### Okuma parçası

Topu taça atmıyorsak , her yol kalbe çıkar . Kalbin akordu olmadığını da buradan anlarız .Her iyi şeye ve sevgiye koşan bir kalbimiz vardır . Kalbin bu gezgin ve fütursuz hali , onu akortsuz da kılmaktadır .Kalp akort isterse , orada bir mesele vardır . Yani kalbin mesele olan hali , aşksız bir anın adıdır .Akort olmamış kalbimiz , aşkın zirve yaptığı bir anı temsil eder . Akort ihtiyacı olan bir kalp de , yardıma muhtaç bir insana benzer . Ne kadar yardım etseniz de , kırık kalp , akortla ayar tutmaz.
Yüreğin hamurunda sevgi vardır . Sevginin de içerden bir inşası vardır .Yani makbul olan aşk , sevginin içerden inşasıyla olur . Yüreğimize dışarıdan zerkedilecek her şey yapay olacaktır . Yüreğimizin mayasında olan aşkı bulduğumuz zaman , mesele ortadan kalkmış olur . Oysa insan teki , aşkı hariçten temin etmeye ve maddi olanla kurmaya çalışıyor . Oysa aşk , oldukça öznel ve şahsa mahsus bir aidiyettir . Siz seviyorsanız sorun yok . Başkasının sevgisiyle sevgi ve aşk inşa edemezsiniz . İki kişilik sevgi ve aşk anlayışı , aşkın tabiatına uygun değildir .Öyle bir aşkın bir ayağı topal olacaktır.Sevgili için çektiğin çileler bile seni geliştirir ve senin hayatına olgunluk katar!Ne diyor şair yıllar öncesinden :” Âşık u ma’şûka benzer âsmân ile zemîn / Kim biri ağlayınca birisi handân olur .”Aşık gökyüzüne benzer, ma’şuk(sevgili) ise yeryüzüne. Biri ağlayınca diğeri güler. Ahmet Paşa sevgilinin cefasının bile , aşığın gönlünü güçlendirdiğini anlatıyor .Vurdukça gelişen bir gönül hali !

######
### Çıkarılan bilgiler

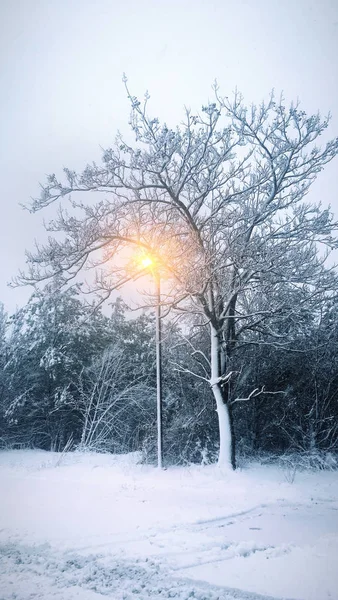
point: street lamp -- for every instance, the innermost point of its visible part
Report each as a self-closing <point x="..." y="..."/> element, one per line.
<point x="148" y="263"/>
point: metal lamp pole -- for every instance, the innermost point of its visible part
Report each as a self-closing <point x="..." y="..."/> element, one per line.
<point x="159" y="370"/>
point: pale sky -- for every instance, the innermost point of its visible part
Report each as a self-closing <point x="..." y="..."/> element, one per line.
<point x="62" y="96"/>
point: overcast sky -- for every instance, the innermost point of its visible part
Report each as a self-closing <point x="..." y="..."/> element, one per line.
<point x="62" y="97"/>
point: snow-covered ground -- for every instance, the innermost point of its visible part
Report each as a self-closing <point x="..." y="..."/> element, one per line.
<point x="83" y="526"/>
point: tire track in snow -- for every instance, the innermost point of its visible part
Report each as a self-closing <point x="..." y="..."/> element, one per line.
<point x="63" y="573"/>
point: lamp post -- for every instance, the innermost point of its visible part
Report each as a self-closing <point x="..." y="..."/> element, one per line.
<point x="159" y="370"/>
<point x="148" y="262"/>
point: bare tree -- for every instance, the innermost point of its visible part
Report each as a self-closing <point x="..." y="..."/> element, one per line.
<point x="219" y="202"/>
<point x="113" y="409"/>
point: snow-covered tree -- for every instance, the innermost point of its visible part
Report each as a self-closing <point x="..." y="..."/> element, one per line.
<point x="219" y="202"/>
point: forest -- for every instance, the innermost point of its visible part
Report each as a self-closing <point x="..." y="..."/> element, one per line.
<point x="72" y="378"/>
<point x="216" y="209"/>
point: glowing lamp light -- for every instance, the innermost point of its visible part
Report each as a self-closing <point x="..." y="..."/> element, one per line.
<point x="146" y="262"/>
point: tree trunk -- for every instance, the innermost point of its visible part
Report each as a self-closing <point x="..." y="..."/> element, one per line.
<point x="226" y="447"/>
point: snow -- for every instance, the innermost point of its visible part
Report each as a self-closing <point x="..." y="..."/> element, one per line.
<point x="85" y="525"/>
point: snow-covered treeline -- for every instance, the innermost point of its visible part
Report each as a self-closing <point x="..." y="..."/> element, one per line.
<point x="74" y="378"/>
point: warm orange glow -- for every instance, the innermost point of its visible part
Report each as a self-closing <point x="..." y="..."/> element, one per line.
<point x="146" y="262"/>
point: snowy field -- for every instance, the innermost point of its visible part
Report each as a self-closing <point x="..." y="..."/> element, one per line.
<point x="86" y="526"/>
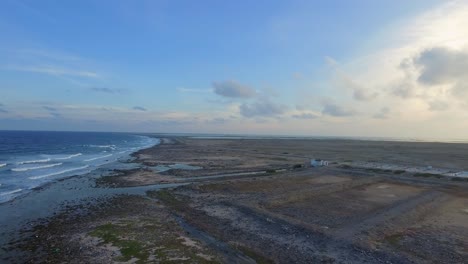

######

Yönerge: Kalp ve aşk üzerine yazıdan "Topu taça atmıyorsak" ile "akortla ayar tutmaz." arasındaki bölümü, her iki ifade de dahil olmak üzere birebir aktarın.

Yanıt:
Topu taça atmıyorsak , her yol kalbe çıkar . Kalbin akordu olmadığını da buradan anlarız .Her iyi şeye ve sevgiye koşan bir kalbimiz vardır . Kalbin bu gezgin ve fütursuz hali , onu akortsuz da kılmaktadır .Kalp akort isterse , orada bir mesele vardır . Yani kalbin mesele olan hali , aşksız bir anın adıdır .Akort olmamış kalbimiz , aşkın zirve yaptığı bir anı temsil eder . Akort ihtiyacı olan bir kalp de , yardıma muhtaç bir insana benzer . Ne kadar yardım etseniz de , kırık kalp , akortla ayar tutmaz.